* Action item *
Please transcribe every entry below exactly as written.

*** Opening Task material ***

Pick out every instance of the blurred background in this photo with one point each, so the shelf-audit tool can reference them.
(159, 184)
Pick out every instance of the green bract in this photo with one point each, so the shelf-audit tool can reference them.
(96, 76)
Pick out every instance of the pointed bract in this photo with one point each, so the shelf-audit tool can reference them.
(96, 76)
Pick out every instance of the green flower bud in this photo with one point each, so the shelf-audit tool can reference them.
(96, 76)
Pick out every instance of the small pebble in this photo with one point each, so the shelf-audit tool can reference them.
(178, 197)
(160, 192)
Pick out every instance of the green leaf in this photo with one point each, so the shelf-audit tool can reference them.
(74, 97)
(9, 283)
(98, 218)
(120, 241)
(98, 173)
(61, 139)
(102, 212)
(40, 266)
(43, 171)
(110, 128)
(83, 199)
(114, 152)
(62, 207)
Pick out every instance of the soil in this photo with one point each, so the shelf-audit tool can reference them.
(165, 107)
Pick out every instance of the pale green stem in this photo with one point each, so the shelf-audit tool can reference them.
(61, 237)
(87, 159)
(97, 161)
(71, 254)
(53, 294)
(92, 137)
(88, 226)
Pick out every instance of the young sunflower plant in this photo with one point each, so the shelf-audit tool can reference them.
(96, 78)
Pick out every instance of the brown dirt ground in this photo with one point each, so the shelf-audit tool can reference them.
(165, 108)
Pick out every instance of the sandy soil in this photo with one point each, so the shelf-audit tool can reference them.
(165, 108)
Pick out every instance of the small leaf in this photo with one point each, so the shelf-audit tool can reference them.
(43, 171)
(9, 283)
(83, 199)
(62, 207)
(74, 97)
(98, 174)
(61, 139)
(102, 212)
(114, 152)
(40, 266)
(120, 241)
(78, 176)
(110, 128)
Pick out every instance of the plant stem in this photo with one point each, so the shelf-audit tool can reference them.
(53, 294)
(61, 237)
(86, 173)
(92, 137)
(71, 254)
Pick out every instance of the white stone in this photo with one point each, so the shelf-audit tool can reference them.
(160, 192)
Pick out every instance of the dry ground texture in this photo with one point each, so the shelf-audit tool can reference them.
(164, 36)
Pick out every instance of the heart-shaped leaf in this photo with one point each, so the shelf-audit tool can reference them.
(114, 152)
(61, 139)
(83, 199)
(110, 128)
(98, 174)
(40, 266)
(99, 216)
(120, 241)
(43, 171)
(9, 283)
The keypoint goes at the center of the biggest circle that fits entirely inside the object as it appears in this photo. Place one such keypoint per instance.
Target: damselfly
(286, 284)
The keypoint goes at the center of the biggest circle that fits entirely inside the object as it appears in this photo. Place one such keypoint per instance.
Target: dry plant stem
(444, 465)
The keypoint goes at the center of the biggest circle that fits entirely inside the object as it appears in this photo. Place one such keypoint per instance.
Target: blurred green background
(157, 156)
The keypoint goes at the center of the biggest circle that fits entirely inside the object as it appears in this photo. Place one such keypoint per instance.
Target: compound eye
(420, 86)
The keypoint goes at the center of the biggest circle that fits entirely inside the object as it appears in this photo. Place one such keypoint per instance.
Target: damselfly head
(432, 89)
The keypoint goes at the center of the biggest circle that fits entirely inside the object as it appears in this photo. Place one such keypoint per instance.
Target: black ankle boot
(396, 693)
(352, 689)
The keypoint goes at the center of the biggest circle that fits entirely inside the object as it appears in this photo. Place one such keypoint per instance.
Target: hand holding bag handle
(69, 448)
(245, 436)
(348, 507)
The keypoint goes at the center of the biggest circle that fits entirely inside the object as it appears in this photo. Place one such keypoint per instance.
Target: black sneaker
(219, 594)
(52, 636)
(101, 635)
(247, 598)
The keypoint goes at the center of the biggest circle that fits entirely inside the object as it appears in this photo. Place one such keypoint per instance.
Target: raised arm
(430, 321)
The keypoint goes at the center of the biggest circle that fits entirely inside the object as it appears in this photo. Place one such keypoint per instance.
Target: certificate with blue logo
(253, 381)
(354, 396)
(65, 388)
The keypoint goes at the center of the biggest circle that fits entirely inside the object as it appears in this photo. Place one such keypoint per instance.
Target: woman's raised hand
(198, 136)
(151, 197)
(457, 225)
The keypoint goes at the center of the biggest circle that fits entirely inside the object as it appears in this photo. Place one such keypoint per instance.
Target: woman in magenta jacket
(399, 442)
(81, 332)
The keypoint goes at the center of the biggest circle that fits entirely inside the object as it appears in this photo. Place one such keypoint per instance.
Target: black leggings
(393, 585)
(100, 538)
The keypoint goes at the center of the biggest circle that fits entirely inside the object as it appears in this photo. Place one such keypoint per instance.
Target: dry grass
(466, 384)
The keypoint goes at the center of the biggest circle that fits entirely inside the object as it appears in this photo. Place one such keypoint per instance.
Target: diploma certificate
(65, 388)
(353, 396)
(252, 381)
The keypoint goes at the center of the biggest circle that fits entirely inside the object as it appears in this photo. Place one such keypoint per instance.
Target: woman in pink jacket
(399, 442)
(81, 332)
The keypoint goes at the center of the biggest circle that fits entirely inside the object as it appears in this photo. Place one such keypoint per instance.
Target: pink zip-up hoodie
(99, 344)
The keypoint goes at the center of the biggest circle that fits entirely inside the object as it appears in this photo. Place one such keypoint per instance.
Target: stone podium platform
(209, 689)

*** Closing Task material ***

* Response below *
Pick out every instance of the blurred background in this photo with one point each, so the shelf-audit tool can reference them.
(159, 184)
Pick out every instance of the green bract in this photo with one point each, so the shelf-audit tool can reference them.
(96, 76)
Pick out every instance of the pointed bract in this photo with one point each, so the shelf-audit tool can reference them.
(96, 76)
Pick out every instance of the green flower bud in this photo with one point each, so the shelf-audit tool can reference them.
(96, 76)
Pick out every instance of the small pebble in this photo with one point each, so the shelf-audit tool can reference them.
(178, 197)
(160, 192)
Pick out every instance of the green leaf in this photo with one point each, so the shelf-audit tool can reference them.
(74, 97)
(9, 283)
(98, 218)
(120, 241)
(98, 173)
(61, 139)
(102, 212)
(40, 266)
(43, 171)
(110, 128)
(83, 199)
(114, 152)
(62, 207)
Pick out every instance of the soil in this photo with one point each, so the shelf-audit tool can reference them.
(165, 107)
Pick out every instance of the pale green stem in this photo with one point each, so the shelf-audit tool can reference them.
(61, 237)
(87, 159)
(97, 161)
(71, 254)
(53, 294)
(92, 137)
(88, 226)
Pick out every instance of the young sunflower plant in this photo with one point each, so the shelf-audit tool can reference them.
(96, 78)
Pick out every instance of the brown dirt ground in this photo with one point each, so the shelf-audit tool can reference them.
(165, 108)
Pick out every instance of the sandy soil in this photo with one point each, so the shelf-audit tool can reference them.
(165, 108)
Pick out every instance of the small leaf in this photo with one point each, so the shelf-audit tool can reference them.
(43, 171)
(9, 283)
(83, 199)
(62, 207)
(74, 97)
(98, 174)
(61, 139)
(102, 212)
(114, 152)
(40, 266)
(120, 241)
(78, 176)
(110, 128)
Pick out every instance of the plant stem in this photo with one point each, so the shelf-audit tool can reference them.
(53, 294)
(61, 237)
(86, 173)
(92, 137)
(71, 254)
Pick out every instance of the white stone in this photo with one point each, so the shelf-audit tool can reference them.
(160, 192)
Pick out every instance of the dry ground texture in this photo with one point each, so the shelf-audit tool can reference them.
(164, 36)
Pick out every instance of the heart-shaped leaf in this photo with one point each, so the shelf-audit tool can reference them.
(114, 152)
(61, 139)
(83, 199)
(110, 128)
(98, 174)
(40, 266)
(99, 216)
(120, 241)
(43, 171)
(9, 283)
The keypoint goes at the center of the biggest circle that fits entirely inside the object as it appears in this photo. Place one such keypoint per instance.
Target: damselfly
(286, 284)
The keypoint goes at the center of the biggest circle that fits entirely inside the object as it appears in this photo. Place one such keypoint per instance.
Target: dry plant stem
(444, 465)
The keypoint goes at the center of the biggest circle that fits entirely inside the object as it appears in this photo. Place one such keypoint per instance.
Target: blurred green background
(157, 156)
The keypoint goes at the center of the biggest circle that fits entirely inside the object as it appears in this photo. Place one such keypoint per instance.
Target: compound eye
(420, 86)
The keypoint goes at the center of the biggest circle that fits entirely inside the object as it appears in this photo. Place one such keypoint per instance.
Target: damselfly head
(432, 89)
The keypoint goes at the center of the biggest circle that fits entirely inside the object as it appears in this photo. Place one such keypoint per instance.
Target: black ankle boot
(396, 693)
(352, 689)
The keypoint goes at the center of the biggest circle that fits entirely inside the object as it appears in this photo. Place one such keypoint per instance.
Target: hand holding bag handle
(69, 448)
(245, 436)
(348, 507)
The keypoint goes at the center of the biggest circle that fits entirely inside the object as it appears in this photo. Place one such keypoint per instance.
Target: black sneaker
(219, 594)
(52, 636)
(101, 635)
(247, 598)
The keypoint goes at the center of the biggest circle that fits entirely inside the object as it appears in this photo. Place one such keypoint per instance.
Target: raised arm
(430, 321)
The keypoint goes at the center of the biggest circle that fits entirely inside the object as it appears in this photo. Place one such keypoint per instance.
Target: certificate with blue logo
(253, 381)
(354, 396)
(65, 388)
The keypoint goes at the center of the biggest circle that fits entirely inside the object as it appears in this photo. Place one such keypoint per instance.
Target: woman's raised hand
(198, 136)
(151, 197)
(457, 225)
The keypoint goes at the center of the biggest circle that fits entirely inside the object as it appears in this photo. Place one such keypoint per instance.
Target: woman in magenta jacket
(399, 442)
(81, 332)
The keypoint goes at the center of the biggest circle that fits entirely inside the object as it appears in this photo. Place one such keypoint per instance.
Target: black leggings
(393, 585)
(100, 538)
The keypoint goes at the center of the biggest circle that fits entirely inside the object as it appears in this photo. Place one such keypoint per instance.
Target: dry grass
(466, 384)
The keypoint goes at the center of the biggest circle that fits entirely inside the object as it appears in this photo. Place one such keypoint per instance.
Target: diploma certificate
(65, 388)
(353, 396)
(252, 381)
The keypoint goes at the center of the biggest circle that fits entirely inside the object as it appears in this photo. Place one such keypoint per instance.
Target: woman in pink jacket
(399, 442)
(81, 332)
The keypoint goes at the center of the biggest circle that fits entirely inside the object as it appears in this photo. Place one such keypoint per instance.
Target: pink zip-up hoodie
(99, 344)
The keypoint goes at the center of the biggest circle that fits entirely inside the object as it appears in this photo. Place one such keypoint per instance.
Target: stone podium platform
(209, 689)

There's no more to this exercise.